Sunday, January 26, 2025

Strangers in the Same Skin



There’s a silence that exists between two people who once shared a world. Not the kind of silence that rests easy, like the quiet of dawn or the stillness of a warm room, but the kind that echoes—hollow and sharp, the absence of something that should have been and could have been.

We were strangers, even then. Strangers who knew the details of each other's faces better than the paths to our own homes. Strangers who memorized the sound of each other’s laughter but not the weight of each other's fears. It wasn’t love, not in the way that lasts. But it felt like something close enough to hold onto when the nights got too dark and the world outside pressed in too hard.

Do you remember? I do.

I remember the light bleeding through the window as you drove too fast, the radio blasting the songs we never listened to, and the way your hands gripped the wheel like you were afraid of letting go. I remember the way your voice cracked on certain words, how you’d pause like you didn’t trust yourself to finish the sentence. I filled those pauses with dreams, thinking maybe I could make us whole if I held on hard enough.

● Available records:

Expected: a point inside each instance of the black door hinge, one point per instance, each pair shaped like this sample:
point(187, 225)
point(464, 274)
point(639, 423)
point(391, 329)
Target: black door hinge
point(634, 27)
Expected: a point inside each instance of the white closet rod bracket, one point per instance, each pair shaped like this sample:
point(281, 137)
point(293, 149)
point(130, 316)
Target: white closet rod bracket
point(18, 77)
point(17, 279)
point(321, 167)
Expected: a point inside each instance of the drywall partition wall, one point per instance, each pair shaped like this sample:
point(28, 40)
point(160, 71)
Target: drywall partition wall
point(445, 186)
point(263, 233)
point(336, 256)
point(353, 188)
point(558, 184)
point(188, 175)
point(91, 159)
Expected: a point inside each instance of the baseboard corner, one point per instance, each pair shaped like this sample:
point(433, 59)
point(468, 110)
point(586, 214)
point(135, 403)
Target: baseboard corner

● Problems to work on:
1 - In the reading text, what does the writer say they filled the pauses with?
2 - Please print the rows starting at the line that contains "Expected: a point inside each instance of the white" and ending at the line that contains "point(91, 159)", including both of those lines.

● Responses:
1 - Dreams.

2 -
Expected: a point inside each instance of the white closet rod bracket, one point per instance, each pair shaped like this sample:
point(281, 137)
point(293, 149)
point(130, 316)
Target: white closet rod bracket
point(18, 77)
point(17, 279)
point(321, 167)
Expected: a point inside each instance of the drywall partition wall, one point per instance, each pair shaped like this sample:
point(28, 40)
point(160, 71)
Target: drywall partition wall
point(445, 186)
point(263, 233)
point(336, 256)
point(353, 188)
point(558, 184)
point(188, 175)
point(91, 159)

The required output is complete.